Start of TASK MATERIAL

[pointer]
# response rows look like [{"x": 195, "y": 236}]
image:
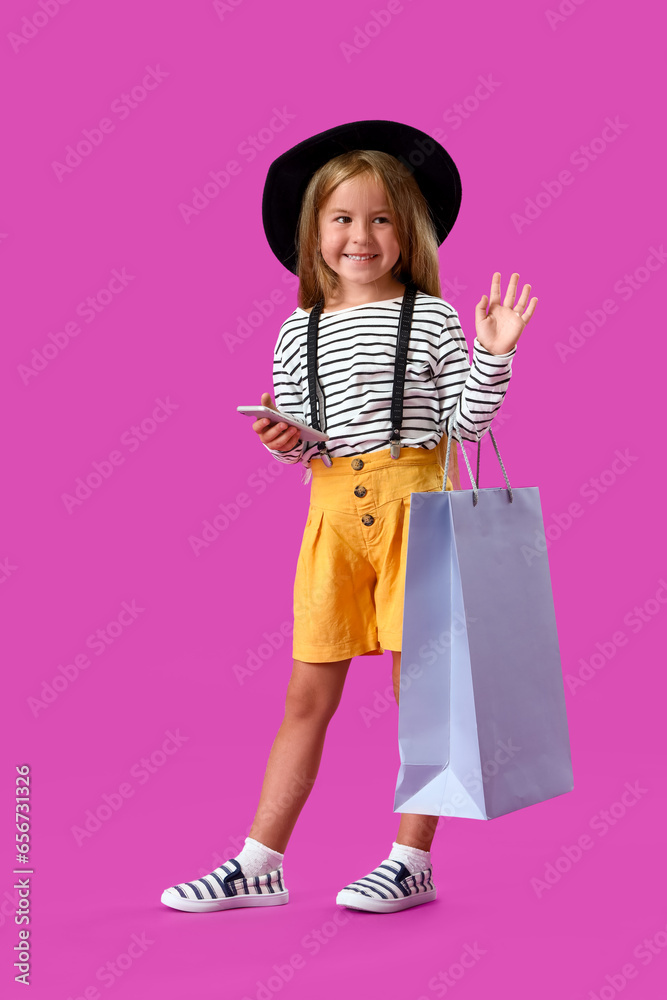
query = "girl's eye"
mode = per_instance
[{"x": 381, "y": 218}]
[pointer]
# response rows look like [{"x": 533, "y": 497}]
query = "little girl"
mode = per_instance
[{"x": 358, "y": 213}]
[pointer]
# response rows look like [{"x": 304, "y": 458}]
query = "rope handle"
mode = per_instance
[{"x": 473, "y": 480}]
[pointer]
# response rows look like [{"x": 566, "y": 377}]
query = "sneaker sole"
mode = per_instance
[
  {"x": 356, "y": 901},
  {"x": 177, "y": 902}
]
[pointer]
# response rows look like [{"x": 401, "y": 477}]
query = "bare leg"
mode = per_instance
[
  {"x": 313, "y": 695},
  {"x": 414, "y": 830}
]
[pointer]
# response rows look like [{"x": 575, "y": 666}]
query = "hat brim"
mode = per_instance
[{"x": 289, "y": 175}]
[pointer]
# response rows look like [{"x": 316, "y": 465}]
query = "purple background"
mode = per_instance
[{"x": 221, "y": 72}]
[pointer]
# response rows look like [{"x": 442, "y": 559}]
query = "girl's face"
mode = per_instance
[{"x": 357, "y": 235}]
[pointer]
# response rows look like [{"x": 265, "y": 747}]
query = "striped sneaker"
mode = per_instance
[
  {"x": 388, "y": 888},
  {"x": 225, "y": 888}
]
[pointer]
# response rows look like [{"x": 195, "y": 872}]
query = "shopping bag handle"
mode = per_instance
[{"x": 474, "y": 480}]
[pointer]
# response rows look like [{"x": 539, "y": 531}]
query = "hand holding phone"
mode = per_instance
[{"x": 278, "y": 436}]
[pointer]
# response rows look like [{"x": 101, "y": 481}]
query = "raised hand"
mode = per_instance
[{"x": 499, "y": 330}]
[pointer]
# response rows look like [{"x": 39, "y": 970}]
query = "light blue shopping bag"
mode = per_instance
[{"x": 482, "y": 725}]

End of TASK MATERIAL
Start of TASK MATERIAL

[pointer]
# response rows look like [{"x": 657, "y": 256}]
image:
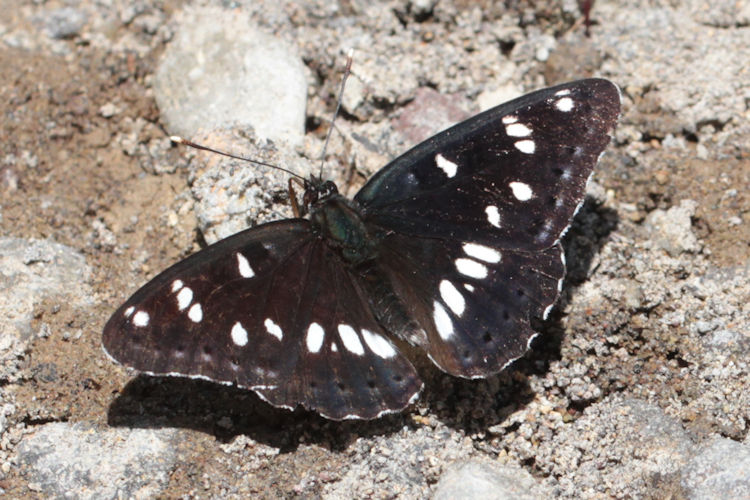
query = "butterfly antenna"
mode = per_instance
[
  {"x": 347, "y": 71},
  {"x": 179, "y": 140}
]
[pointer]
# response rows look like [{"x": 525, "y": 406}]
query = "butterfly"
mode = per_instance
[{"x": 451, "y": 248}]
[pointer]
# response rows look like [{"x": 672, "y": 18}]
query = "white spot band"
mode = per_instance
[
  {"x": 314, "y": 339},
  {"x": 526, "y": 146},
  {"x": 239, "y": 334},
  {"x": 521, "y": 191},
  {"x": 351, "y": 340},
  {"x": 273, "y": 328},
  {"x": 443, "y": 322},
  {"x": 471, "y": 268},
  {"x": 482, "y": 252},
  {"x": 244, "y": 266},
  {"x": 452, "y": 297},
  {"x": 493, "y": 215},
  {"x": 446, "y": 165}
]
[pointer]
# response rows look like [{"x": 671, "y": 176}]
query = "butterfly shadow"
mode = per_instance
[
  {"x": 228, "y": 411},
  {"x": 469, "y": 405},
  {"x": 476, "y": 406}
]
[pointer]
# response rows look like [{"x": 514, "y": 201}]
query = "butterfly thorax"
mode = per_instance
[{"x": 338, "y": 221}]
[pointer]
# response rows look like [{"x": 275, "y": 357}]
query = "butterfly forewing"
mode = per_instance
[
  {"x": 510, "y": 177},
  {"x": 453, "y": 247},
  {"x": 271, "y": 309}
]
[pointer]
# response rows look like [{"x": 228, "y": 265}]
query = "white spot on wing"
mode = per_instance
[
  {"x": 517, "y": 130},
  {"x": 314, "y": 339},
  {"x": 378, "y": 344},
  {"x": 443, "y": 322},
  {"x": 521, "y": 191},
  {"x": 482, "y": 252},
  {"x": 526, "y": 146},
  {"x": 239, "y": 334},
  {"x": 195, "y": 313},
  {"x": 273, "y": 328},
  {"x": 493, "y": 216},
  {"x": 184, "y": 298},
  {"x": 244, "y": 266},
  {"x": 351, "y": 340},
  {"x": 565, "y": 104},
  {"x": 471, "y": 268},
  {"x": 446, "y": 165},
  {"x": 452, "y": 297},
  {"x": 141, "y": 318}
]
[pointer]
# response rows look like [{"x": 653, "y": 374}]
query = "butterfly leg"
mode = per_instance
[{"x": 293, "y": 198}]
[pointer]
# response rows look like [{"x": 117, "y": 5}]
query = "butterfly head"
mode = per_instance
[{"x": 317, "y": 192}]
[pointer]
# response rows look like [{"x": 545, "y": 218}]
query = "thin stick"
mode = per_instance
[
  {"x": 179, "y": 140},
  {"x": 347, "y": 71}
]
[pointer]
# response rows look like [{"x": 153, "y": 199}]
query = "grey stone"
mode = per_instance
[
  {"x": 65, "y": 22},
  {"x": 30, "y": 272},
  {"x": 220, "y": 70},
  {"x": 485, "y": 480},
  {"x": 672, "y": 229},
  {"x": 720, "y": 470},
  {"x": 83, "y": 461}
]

End of TASK MATERIAL

* EXERCISE BRIEF *
Report every line of the records that contains the string "girl", treating uppercase and lowercase as distinct.

* TASK OUTPUT *
query = "girl's eye"
query = "little girl"
query = "girl's face"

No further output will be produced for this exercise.